• **Requirement**: Within the listing below, how many lines hold the string "negative"? Only the number should be given.

• **Data shown**:
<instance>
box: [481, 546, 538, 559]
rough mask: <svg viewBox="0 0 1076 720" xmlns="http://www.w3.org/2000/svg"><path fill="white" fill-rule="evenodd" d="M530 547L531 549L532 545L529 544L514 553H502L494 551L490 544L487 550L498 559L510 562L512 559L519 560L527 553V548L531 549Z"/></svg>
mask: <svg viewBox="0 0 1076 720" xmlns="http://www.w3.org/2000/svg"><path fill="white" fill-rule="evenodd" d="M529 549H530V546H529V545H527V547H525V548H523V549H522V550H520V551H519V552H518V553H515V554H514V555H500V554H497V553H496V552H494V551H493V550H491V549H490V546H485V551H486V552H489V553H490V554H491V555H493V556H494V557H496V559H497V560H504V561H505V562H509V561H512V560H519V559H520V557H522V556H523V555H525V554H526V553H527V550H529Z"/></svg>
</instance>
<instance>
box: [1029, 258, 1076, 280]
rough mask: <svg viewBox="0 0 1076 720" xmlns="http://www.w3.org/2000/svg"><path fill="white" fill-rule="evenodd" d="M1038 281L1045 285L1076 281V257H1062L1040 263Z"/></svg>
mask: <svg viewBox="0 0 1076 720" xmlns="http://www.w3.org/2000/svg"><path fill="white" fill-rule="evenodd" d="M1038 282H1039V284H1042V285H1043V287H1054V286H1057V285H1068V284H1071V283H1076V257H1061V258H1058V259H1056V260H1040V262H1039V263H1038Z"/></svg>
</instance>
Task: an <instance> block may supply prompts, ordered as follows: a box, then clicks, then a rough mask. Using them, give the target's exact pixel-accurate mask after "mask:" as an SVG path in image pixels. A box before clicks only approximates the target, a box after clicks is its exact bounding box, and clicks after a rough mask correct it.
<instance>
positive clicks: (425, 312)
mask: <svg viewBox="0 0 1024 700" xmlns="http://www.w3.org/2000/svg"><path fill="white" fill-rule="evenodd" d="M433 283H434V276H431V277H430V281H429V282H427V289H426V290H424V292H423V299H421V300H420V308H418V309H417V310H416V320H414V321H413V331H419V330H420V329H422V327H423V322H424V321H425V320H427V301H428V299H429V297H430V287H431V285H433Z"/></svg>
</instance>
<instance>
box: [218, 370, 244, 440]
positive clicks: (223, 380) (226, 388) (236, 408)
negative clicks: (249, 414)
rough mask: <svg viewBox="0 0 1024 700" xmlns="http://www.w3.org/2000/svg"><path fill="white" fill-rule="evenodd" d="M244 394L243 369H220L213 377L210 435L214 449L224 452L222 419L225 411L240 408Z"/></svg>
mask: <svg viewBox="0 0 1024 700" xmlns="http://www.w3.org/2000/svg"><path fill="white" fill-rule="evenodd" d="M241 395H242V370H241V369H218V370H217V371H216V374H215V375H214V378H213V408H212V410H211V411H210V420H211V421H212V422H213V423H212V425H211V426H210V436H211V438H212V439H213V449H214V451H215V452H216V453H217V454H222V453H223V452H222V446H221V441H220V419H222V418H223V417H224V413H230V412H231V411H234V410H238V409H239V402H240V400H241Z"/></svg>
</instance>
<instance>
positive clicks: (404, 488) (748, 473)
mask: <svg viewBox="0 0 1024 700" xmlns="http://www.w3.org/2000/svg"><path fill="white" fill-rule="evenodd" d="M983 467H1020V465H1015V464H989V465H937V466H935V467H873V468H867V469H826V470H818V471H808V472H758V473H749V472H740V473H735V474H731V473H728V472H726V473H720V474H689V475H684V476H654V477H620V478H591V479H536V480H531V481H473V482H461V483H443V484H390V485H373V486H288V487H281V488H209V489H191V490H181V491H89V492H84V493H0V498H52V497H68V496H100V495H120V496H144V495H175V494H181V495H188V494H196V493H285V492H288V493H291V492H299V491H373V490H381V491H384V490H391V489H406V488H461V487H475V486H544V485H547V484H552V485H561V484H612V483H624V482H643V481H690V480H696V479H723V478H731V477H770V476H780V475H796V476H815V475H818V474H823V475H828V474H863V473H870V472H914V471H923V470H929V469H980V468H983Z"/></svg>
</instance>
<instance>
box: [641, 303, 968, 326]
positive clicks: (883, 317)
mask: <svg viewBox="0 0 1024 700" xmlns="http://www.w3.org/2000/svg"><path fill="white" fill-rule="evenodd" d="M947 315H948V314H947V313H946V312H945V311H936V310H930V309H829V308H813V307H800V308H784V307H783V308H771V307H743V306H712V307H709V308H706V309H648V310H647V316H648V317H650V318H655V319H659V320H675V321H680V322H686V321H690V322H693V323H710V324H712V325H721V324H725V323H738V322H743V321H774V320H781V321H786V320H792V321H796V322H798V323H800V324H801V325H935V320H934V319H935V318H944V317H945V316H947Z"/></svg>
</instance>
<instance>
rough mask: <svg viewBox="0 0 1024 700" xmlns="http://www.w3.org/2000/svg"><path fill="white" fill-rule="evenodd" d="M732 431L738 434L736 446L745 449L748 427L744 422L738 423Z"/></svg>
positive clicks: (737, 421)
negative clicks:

• **Task result**: 2